Difference between revisions of "Bayes Parameter Estimation with examples" - Rhea

Revision as of 09:16, 1 May 2014

Bayesian Parameter Estimation with examples

Loosely based on the ECE662 Spring 2014 lecture material of Prof. Mireille Boutin.

Introduction: Bayesian Estimation

Suppose that we have an observable random variable $\bs X$ for an experiment, that takes values in a set S. Suppose that distribution of $\bs X$ depends on a parameter $\theta$ taking values in a parameter space $\Theta$ . We will denote the probability density function of $\bs X$ for a given value of $\theta$ by $f(\bs x \mid \theta)$ for $\bs x \in S$ and $\theta \in S$ . Of course, our data variable X is almost always vector-valued. The parameter $\theta$ may also be vector-valued.

In Bayesian analysis, named for the famous Thomas Bayes, we treat the parameter $\theta$ as a random variable, with a given probability density function $h(\theta)$ for $\theta \in \Theta$ . The corresponding distribution is called the prior distribution of $\theta$ and is intended to reflect our knowledge (if any) of the parameter, before we gather data. After observing $x \in S$ , we then use Bayes' theorem, to compute the conditional probability density function of $\theta$ given $\bs X=\bs x$ .

════════════════════

Given instruction A -> Give the rows starting at the line that contains "Please tag the transparent" and ending at the line that contains "column 608, row 155" as a two-column CSV with the columns input and output. Make one CSV line per row, put its text and its answer each in one quoted field, and turn line breaks into spaces.

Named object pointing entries
════════════════════

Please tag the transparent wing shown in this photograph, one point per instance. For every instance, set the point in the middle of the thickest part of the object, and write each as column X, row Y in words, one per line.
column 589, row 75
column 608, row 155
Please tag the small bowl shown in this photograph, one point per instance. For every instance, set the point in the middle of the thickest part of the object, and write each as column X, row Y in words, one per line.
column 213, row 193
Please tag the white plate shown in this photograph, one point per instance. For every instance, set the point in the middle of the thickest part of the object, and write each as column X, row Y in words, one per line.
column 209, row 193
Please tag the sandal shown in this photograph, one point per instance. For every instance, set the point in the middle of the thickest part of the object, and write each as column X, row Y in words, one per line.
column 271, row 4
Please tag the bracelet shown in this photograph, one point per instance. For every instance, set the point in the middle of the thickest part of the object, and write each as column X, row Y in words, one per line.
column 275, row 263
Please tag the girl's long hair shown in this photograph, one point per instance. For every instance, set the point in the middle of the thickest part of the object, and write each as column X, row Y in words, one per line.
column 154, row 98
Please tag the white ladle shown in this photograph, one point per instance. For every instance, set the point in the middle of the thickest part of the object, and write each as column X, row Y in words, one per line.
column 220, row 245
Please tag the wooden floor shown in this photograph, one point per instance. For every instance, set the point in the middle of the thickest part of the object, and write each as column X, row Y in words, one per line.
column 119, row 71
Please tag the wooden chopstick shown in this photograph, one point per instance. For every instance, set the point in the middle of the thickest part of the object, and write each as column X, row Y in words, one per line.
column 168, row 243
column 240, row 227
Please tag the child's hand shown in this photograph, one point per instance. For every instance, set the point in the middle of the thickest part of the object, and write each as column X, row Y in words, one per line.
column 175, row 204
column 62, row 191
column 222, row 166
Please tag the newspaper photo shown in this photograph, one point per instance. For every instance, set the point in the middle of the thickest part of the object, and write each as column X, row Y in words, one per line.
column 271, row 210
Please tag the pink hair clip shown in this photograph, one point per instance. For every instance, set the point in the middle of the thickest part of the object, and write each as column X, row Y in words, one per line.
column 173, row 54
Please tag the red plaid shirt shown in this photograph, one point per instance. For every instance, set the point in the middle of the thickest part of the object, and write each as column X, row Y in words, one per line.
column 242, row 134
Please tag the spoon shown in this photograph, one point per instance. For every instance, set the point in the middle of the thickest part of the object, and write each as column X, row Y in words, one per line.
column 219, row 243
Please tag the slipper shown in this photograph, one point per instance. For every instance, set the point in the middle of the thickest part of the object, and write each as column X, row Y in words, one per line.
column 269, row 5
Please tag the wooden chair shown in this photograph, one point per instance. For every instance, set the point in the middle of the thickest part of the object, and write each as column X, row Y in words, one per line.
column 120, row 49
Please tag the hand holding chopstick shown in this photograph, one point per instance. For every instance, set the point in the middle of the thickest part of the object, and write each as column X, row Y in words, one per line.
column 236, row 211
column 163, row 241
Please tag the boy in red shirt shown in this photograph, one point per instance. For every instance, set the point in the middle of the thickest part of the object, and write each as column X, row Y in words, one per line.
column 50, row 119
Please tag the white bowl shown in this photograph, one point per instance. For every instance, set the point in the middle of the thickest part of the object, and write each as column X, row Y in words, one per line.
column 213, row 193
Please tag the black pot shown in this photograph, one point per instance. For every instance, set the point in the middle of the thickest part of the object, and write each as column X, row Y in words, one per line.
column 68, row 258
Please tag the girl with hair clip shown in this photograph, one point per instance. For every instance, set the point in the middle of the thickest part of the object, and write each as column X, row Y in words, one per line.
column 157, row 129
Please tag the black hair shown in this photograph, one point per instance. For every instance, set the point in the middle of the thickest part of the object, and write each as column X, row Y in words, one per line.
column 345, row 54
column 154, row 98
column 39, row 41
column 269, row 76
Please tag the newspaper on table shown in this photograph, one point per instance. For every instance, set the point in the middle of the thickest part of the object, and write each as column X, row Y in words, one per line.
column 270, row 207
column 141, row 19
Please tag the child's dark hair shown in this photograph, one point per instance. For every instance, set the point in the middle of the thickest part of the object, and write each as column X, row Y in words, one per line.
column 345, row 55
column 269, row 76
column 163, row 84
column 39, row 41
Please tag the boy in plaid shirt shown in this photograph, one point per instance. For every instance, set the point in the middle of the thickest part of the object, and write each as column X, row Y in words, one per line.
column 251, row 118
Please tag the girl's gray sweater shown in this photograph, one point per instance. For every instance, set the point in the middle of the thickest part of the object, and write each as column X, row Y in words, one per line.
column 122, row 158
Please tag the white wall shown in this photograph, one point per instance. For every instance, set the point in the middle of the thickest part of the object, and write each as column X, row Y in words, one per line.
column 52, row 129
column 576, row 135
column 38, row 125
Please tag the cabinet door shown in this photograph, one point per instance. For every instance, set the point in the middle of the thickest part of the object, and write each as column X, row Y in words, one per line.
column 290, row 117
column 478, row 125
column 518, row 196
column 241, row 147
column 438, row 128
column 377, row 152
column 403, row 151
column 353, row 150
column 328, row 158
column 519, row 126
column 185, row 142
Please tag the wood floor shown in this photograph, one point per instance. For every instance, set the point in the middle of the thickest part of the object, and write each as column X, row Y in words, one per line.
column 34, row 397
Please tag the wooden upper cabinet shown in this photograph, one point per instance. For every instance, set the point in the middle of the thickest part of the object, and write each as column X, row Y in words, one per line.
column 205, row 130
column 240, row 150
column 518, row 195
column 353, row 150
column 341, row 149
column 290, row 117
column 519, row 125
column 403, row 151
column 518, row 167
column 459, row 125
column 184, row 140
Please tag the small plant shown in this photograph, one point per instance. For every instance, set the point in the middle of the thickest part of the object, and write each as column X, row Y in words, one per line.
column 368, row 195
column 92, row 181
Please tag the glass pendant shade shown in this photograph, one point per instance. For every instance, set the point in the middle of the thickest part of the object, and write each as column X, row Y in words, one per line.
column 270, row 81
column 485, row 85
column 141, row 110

════════════════════

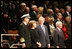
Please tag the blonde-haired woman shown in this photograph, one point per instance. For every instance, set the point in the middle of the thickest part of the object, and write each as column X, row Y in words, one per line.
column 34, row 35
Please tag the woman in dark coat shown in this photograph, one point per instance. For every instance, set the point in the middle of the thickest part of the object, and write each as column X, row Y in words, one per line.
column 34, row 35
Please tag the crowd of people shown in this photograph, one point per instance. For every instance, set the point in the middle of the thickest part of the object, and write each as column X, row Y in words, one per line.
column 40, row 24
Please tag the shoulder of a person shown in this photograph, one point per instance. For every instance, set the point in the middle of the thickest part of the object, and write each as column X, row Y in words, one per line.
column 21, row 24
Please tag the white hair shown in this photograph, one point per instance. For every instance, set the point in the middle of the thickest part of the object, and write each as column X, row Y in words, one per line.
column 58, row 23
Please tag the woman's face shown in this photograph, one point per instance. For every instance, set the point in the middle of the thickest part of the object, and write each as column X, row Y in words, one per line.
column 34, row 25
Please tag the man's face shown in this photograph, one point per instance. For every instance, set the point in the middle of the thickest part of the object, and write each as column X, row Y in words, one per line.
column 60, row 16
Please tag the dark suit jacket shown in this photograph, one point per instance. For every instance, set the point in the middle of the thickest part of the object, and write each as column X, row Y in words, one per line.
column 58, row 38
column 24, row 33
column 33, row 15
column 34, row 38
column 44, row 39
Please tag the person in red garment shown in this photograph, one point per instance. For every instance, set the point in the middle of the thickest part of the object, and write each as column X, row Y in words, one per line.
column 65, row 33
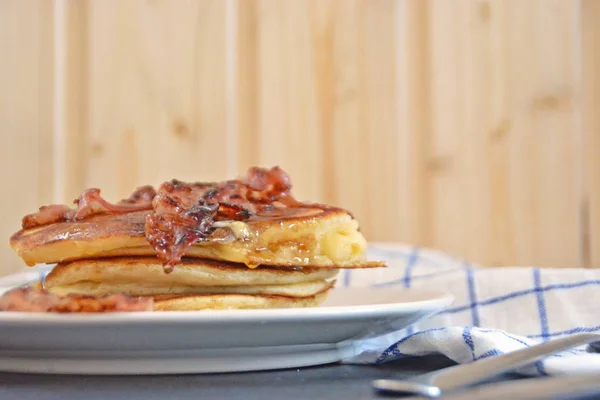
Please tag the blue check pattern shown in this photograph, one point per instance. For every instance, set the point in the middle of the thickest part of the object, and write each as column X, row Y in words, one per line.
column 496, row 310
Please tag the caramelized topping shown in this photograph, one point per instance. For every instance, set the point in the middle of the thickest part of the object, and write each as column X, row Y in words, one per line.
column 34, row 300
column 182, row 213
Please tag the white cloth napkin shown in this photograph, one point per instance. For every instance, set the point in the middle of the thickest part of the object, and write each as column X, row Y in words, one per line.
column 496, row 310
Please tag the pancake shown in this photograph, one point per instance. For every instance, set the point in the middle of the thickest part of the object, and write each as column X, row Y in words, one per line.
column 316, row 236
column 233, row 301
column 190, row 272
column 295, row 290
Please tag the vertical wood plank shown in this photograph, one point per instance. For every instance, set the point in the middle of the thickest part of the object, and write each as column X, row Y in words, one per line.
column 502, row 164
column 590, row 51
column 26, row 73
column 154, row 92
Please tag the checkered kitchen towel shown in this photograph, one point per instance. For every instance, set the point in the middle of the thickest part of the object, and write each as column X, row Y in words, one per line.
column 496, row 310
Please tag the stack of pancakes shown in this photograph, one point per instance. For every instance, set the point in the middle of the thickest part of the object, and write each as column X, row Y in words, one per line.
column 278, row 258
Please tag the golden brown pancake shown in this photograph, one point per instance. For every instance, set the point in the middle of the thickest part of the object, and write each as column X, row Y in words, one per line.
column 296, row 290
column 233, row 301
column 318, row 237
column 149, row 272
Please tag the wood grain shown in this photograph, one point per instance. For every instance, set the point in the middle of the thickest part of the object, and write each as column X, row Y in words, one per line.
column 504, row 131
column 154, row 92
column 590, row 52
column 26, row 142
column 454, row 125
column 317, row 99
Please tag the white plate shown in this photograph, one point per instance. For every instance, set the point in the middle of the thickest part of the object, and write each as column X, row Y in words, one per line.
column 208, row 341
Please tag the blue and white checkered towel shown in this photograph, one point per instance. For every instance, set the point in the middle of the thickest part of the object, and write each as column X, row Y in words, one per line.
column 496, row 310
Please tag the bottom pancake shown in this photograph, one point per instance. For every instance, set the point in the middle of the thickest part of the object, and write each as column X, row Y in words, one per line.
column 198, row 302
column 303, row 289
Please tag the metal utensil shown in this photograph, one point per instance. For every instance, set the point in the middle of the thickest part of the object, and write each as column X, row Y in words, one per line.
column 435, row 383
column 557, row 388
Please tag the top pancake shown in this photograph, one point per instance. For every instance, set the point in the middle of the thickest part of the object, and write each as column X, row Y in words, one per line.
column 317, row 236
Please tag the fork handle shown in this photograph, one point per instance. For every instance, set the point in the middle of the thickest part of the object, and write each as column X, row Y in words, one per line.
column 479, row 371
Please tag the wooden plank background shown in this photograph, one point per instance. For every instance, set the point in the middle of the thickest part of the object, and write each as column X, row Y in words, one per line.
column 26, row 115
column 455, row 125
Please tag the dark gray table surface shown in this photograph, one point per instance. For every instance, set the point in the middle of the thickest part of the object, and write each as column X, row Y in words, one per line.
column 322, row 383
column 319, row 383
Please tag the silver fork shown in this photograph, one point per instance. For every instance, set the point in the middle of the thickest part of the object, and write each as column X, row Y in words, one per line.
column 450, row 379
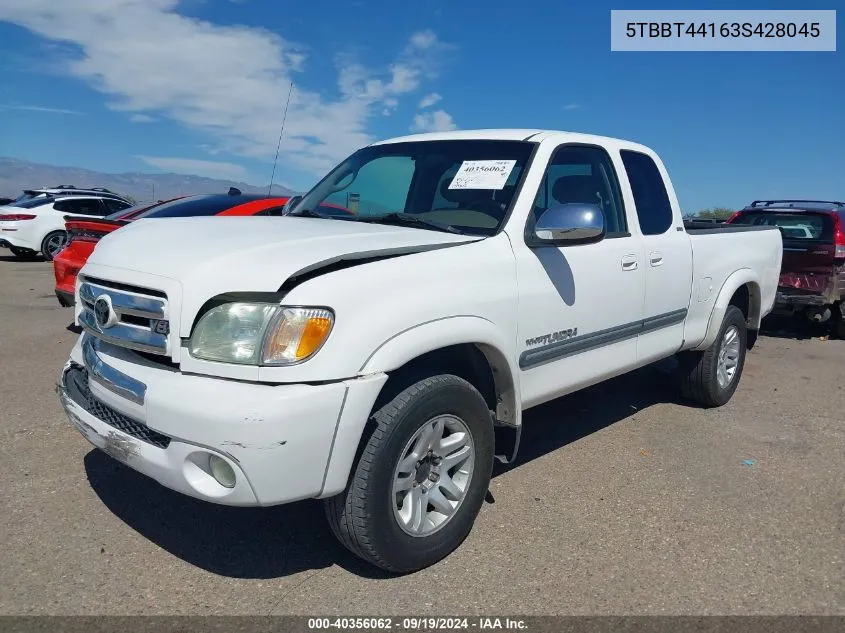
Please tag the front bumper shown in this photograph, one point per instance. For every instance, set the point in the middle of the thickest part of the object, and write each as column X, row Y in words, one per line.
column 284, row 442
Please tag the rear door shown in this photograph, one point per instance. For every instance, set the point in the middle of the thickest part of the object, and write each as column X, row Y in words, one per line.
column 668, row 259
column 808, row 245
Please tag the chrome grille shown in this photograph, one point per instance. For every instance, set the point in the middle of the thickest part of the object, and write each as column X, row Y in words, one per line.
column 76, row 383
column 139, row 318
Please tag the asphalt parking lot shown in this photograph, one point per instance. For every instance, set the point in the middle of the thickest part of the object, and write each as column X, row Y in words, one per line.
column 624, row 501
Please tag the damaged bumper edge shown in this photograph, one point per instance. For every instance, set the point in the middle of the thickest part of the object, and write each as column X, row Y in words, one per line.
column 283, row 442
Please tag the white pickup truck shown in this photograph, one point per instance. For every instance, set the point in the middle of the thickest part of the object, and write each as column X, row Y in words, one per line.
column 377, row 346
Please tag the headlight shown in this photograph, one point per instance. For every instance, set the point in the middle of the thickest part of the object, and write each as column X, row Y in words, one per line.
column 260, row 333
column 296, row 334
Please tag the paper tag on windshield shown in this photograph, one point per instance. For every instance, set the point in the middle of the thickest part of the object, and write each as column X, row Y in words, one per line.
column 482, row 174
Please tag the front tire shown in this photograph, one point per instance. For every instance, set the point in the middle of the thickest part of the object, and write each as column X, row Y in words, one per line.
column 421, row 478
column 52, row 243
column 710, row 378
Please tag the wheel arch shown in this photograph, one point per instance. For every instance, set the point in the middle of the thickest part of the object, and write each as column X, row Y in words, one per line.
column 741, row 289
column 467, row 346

════════════════════

Given instruction B -> Reproduce the page on Bayesian parameter estimation starting at "Difference between revisions" and ending at "Prof. Mireille Boutin.", switching "Spring" to "Fall".

Full solution A ->
input,output
"Please tag the transparent wing shown in this photograph, one point per instance. For every instance, set the point in the middle of the thickest part of the object, and write each as column X, row Y in words, one per line.","column 589, row 75 column 608, row 155"

Full solution B ->
Difference between revisions of "Bayes Parameter Estimation with examples" - Rhea

Revision as of 09:16, 1 May 2014

Bayesian Parameter Estimation with examples

Loosely based on the ECE662 Fall 2014 lecture material of Prof. Mireille Boutin.